## START RECORDS FOR THIS EXERCISE

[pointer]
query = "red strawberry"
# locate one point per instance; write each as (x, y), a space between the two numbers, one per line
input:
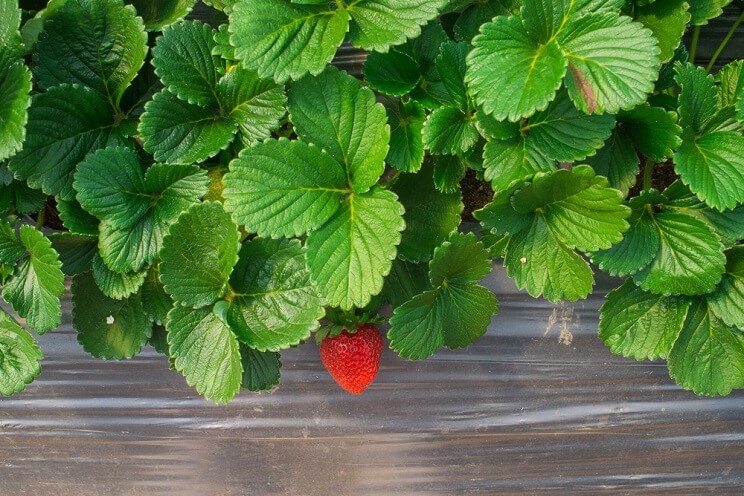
(353, 359)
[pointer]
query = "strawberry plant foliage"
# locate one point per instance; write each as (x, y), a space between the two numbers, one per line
(225, 191)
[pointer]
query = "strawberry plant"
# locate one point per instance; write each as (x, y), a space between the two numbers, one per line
(224, 191)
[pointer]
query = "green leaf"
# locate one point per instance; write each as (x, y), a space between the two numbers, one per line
(393, 73)
(333, 112)
(177, 132)
(667, 19)
(708, 356)
(350, 254)
(113, 284)
(22, 199)
(449, 131)
(20, 356)
(506, 161)
(406, 151)
(282, 40)
(161, 13)
(492, 129)
(224, 5)
(35, 288)
(155, 301)
(449, 170)
(652, 130)
(284, 188)
(275, 304)
(580, 205)
(379, 24)
(76, 251)
(538, 261)
(641, 325)
(76, 219)
(713, 167)
(430, 215)
(563, 133)
(205, 351)
(704, 10)
(456, 312)
(199, 254)
(11, 249)
(473, 17)
(172, 189)
(697, 101)
(727, 301)
(114, 193)
(182, 57)
(101, 45)
(452, 67)
(424, 49)
(64, 125)
(15, 86)
(617, 161)
(151, 203)
(222, 47)
(510, 74)
(500, 217)
(731, 79)
(405, 281)
(256, 105)
(10, 20)
(638, 248)
(107, 328)
(690, 258)
(612, 62)
(260, 369)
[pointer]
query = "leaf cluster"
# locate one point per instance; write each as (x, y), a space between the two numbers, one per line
(225, 191)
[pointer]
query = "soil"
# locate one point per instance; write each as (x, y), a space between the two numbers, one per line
(663, 176)
(475, 195)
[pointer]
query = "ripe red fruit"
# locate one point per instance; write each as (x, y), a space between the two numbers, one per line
(353, 359)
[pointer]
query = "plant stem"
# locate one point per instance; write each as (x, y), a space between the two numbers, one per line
(724, 42)
(693, 44)
(648, 170)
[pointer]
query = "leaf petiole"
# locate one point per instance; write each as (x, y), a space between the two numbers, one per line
(724, 42)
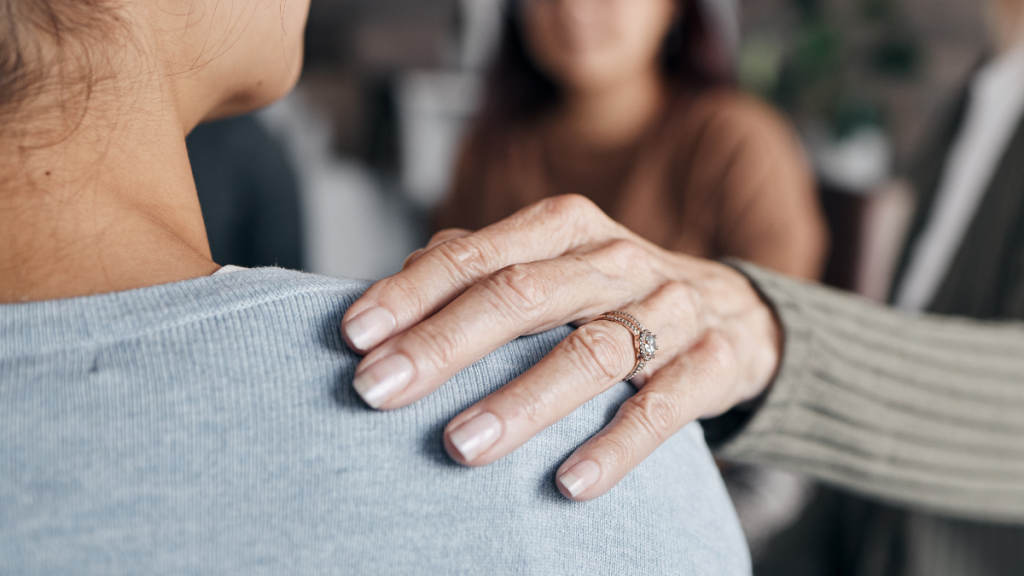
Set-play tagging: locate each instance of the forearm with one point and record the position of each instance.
(925, 411)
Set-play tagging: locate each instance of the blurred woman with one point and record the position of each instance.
(632, 104)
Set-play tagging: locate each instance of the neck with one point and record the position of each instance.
(614, 115)
(105, 206)
(1007, 19)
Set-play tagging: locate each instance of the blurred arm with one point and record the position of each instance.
(923, 411)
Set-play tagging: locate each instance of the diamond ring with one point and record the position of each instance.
(644, 340)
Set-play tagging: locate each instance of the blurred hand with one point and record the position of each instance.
(558, 261)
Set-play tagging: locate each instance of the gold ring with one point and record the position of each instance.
(644, 341)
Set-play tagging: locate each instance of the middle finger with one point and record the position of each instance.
(517, 300)
(593, 359)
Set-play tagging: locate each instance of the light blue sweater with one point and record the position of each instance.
(209, 426)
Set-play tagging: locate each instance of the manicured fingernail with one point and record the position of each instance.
(412, 257)
(581, 477)
(474, 437)
(384, 379)
(370, 328)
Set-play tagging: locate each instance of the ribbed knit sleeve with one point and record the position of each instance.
(924, 411)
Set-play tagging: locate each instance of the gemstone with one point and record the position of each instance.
(648, 343)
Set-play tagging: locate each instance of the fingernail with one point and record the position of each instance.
(412, 257)
(370, 328)
(384, 379)
(474, 437)
(581, 477)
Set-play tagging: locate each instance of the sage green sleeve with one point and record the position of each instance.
(923, 411)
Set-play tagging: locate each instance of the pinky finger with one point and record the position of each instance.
(674, 397)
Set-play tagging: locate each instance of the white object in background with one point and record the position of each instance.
(858, 163)
(994, 109)
(433, 111)
(352, 229)
(481, 27)
(887, 220)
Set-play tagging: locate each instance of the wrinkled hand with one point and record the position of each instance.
(559, 261)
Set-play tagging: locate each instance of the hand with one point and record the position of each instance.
(558, 261)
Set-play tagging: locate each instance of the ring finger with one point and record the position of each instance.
(589, 362)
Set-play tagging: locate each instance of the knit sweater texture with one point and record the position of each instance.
(209, 426)
(925, 413)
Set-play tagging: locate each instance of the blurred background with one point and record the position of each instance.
(373, 129)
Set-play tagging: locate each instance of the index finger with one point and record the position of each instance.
(543, 231)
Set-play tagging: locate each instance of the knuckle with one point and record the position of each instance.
(626, 253)
(718, 354)
(439, 237)
(569, 206)
(619, 450)
(684, 298)
(519, 287)
(601, 353)
(440, 348)
(466, 257)
(655, 412)
(400, 293)
(525, 405)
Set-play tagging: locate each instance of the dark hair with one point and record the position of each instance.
(516, 89)
(51, 44)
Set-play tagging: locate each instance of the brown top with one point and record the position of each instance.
(718, 174)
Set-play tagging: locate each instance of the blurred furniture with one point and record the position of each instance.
(249, 195)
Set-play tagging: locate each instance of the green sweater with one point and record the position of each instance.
(922, 412)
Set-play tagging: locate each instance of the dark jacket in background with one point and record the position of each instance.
(249, 195)
(846, 535)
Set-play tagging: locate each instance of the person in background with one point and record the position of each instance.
(249, 194)
(163, 414)
(632, 104)
(964, 256)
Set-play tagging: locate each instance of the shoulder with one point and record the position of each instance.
(728, 119)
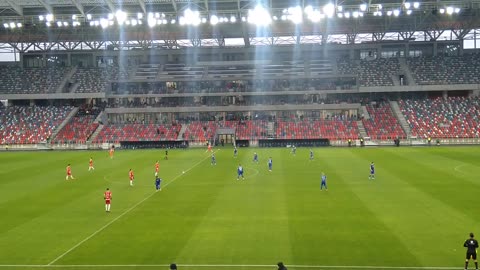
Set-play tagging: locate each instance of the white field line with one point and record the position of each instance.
(272, 266)
(121, 215)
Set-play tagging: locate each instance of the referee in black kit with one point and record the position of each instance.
(471, 244)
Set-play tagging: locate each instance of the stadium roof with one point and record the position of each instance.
(26, 20)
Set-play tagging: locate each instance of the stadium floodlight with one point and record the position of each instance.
(190, 17)
(295, 14)
(329, 10)
(49, 17)
(121, 16)
(449, 10)
(315, 16)
(103, 23)
(151, 22)
(213, 20)
(259, 16)
(308, 9)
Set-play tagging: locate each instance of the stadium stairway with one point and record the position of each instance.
(406, 70)
(361, 129)
(66, 79)
(95, 133)
(62, 125)
(401, 118)
(99, 120)
(182, 131)
(364, 112)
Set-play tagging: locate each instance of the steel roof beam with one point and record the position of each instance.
(110, 5)
(16, 7)
(79, 7)
(142, 5)
(47, 6)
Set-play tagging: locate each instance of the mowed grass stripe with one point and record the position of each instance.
(335, 226)
(431, 217)
(209, 218)
(51, 221)
(140, 230)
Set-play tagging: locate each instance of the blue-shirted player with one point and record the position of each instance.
(255, 157)
(240, 172)
(158, 180)
(372, 171)
(214, 161)
(324, 182)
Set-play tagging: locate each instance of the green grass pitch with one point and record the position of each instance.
(416, 213)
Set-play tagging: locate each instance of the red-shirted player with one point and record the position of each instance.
(90, 165)
(209, 149)
(157, 166)
(112, 151)
(69, 173)
(108, 197)
(131, 176)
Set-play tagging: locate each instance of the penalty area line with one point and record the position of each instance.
(227, 265)
(119, 216)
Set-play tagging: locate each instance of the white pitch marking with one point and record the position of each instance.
(121, 215)
(227, 265)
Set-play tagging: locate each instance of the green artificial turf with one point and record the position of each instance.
(416, 213)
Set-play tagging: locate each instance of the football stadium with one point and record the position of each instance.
(239, 134)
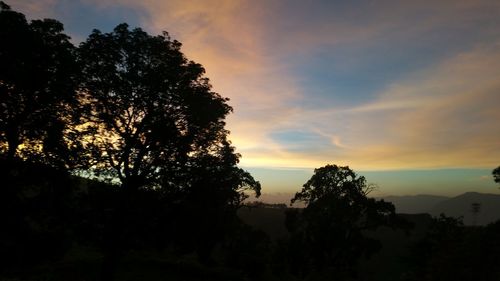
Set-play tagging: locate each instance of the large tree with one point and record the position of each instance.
(38, 78)
(155, 124)
(152, 109)
(330, 231)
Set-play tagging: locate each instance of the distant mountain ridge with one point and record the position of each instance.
(458, 206)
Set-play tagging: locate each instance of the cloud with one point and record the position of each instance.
(441, 113)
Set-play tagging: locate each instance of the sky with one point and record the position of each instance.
(406, 93)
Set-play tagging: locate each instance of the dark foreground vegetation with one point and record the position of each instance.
(115, 164)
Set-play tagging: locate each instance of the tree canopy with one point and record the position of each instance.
(496, 174)
(329, 231)
(153, 110)
(38, 80)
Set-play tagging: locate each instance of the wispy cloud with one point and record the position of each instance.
(436, 107)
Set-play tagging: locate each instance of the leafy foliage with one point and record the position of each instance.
(37, 89)
(152, 109)
(496, 174)
(329, 232)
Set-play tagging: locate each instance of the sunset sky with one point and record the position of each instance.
(406, 93)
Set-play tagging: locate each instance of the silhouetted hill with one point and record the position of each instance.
(415, 204)
(462, 206)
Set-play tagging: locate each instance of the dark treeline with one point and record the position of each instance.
(115, 164)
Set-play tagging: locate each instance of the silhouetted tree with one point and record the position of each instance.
(496, 174)
(328, 234)
(155, 125)
(213, 190)
(38, 78)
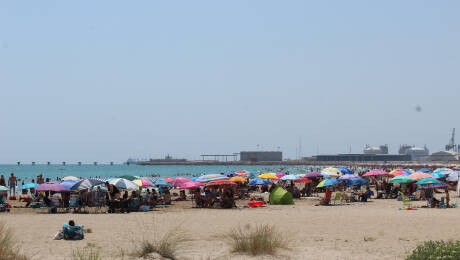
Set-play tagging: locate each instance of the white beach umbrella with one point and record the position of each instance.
(124, 184)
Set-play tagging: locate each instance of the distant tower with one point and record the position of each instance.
(451, 146)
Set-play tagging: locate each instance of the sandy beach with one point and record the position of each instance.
(373, 230)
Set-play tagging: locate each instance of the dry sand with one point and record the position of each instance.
(317, 232)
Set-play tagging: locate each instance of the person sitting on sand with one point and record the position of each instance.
(327, 197)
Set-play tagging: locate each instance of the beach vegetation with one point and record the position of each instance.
(86, 253)
(261, 240)
(9, 247)
(166, 245)
(436, 250)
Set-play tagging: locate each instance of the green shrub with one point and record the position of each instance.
(87, 253)
(436, 250)
(263, 240)
(9, 248)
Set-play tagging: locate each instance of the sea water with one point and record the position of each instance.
(29, 172)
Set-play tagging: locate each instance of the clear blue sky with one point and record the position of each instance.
(108, 80)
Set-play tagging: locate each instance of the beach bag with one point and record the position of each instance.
(73, 232)
(280, 196)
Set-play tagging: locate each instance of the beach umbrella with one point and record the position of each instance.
(345, 170)
(303, 180)
(127, 177)
(428, 181)
(124, 184)
(375, 173)
(348, 176)
(313, 175)
(259, 181)
(143, 182)
(163, 183)
(356, 181)
(330, 171)
(420, 175)
(452, 176)
(190, 185)
(401, 179)
(442, 170)
(211, 177)
(243, 173)
(70, 178)
(31, 185)
(52, 186)
(220, 183)
(86, 184)
(179, 181)
(279, 175)
(290, 177)
(68, 184)
(268, 176)
(424, 170)
(441, 185)
(438, 175)
(328, 182)
(399, 172)
(231, 174)
(238, 179)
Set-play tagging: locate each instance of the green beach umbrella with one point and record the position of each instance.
(428, 181)
(402, 179)
(128, 177)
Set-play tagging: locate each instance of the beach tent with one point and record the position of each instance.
(280, 196)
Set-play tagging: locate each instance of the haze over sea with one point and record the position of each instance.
(27, 172)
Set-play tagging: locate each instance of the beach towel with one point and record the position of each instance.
(280, 196)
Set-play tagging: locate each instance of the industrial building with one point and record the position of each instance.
(362, 157)
(261, 156)
(383, 149)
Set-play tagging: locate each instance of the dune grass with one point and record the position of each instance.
(9, 248)
(166, 246)
(261, 240)
(87, 253)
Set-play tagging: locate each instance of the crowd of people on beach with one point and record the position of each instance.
(108, 197)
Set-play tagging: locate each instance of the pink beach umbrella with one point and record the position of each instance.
(51, 186)
(191, 185)
(375, 173)
(279, 175)
(420, 175)
(179, 181)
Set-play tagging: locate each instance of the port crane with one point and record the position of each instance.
(452, 146)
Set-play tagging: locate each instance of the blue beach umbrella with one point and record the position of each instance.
(68, 184)
(260, 182)
(345, 170)
(290, 177)
(356, 181)
(163, 183)
(348, 176)
(428, 181)
(31, 185)
(328, 182)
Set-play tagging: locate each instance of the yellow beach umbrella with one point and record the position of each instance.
(268, 176)
(238, 179)
(331, 171)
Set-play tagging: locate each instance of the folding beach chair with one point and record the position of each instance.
(406, 203)
(338, 197)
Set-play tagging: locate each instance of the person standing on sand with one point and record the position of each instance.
(2, 181)
(12, 182)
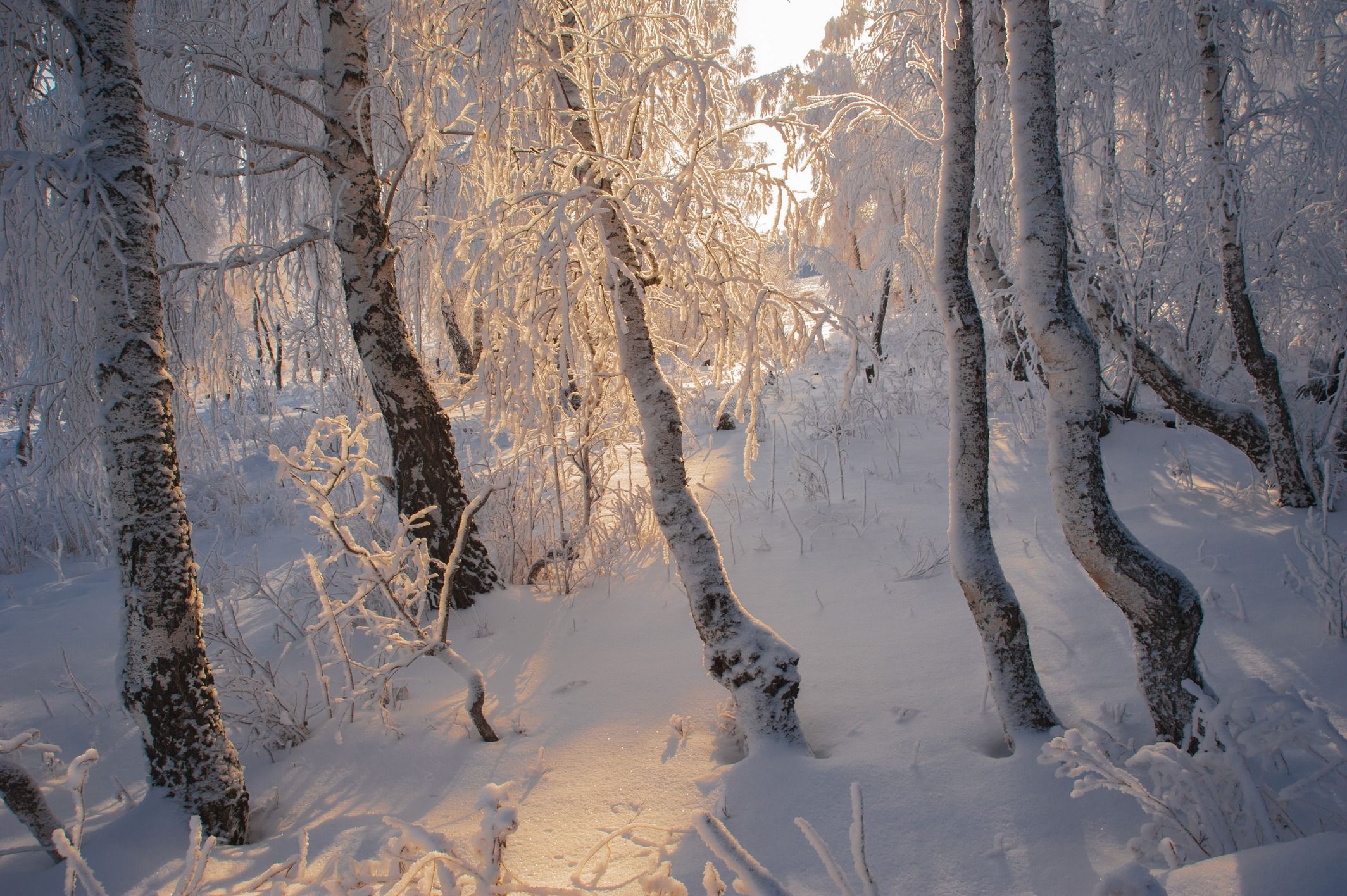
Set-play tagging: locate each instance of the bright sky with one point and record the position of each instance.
(783, 32)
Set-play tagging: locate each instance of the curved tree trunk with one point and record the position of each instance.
(1005, 637)
(167, 686)
(1159, 602)
(742, 654)
(1260, 363)
(425, 465)
(1234, 423)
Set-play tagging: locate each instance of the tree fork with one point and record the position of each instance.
(1159, 602)
(742, 654)
(167, 686)
(426, 471)
(1295, 490)
(1005, 635)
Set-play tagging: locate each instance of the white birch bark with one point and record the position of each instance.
(426, 466)
(1293, 487)
(1234, 423)
(167, 685)
(742, 654)
(1005, 635)
(1159, 602)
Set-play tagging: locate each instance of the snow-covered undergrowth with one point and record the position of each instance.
(1267, 768)
(582, 685)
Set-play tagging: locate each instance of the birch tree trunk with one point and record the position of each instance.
(1008, 318)
(742, 654)
(167, 686)
(425, 464)
(1293, 487)
(1159, 602)
(1234, 423)
(1005, 637)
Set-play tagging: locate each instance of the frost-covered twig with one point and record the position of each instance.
(22, 793)
(1268, 768)
(756, 880)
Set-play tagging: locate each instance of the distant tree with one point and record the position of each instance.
(1295, 490)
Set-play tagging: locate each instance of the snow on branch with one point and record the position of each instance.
(1268, 768)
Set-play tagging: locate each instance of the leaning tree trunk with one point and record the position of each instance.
(1234, 423)
(742, 654)
(425, 465)
(1293, 487)
(1005, 637)
(1159, 602)
(167, 686)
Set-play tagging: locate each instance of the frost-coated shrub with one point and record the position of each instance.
(414, 860)
(1269, 767)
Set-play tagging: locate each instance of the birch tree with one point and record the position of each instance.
(1160, 606)
(1005, 635)
(167, 685)
(1293, 487)
(742, 654)
(333, 103)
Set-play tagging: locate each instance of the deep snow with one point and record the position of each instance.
(582, 688)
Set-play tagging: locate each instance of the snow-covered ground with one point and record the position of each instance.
(611, 724)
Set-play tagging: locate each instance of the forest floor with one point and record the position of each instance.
(609, 720)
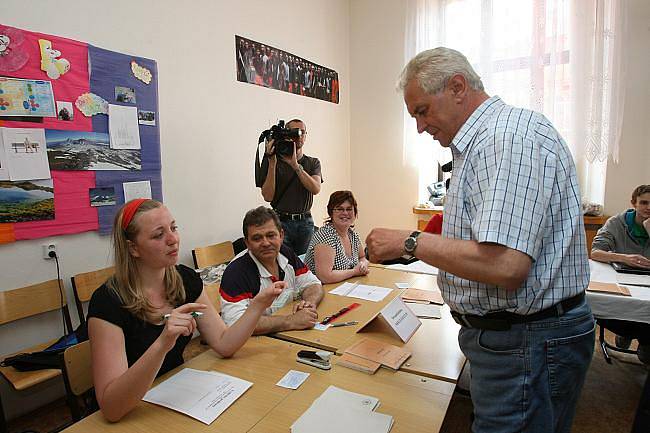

## END RECORDS FOR THIS EXERCISE

### DIRECTIONS:
Please list, copied in full, each line of the material above that contains the word "grass".

### EXERCISE ANSWER:
Set-play tagging: locate each instance of the mowed grass stripe with one point and record the position of each instance.
Set-play tagging: locate each instance of the green grass pitch with one point and record the position of each instance.
Set-play tagging: locate each instance of the dune grass with one point and record the position of each instance.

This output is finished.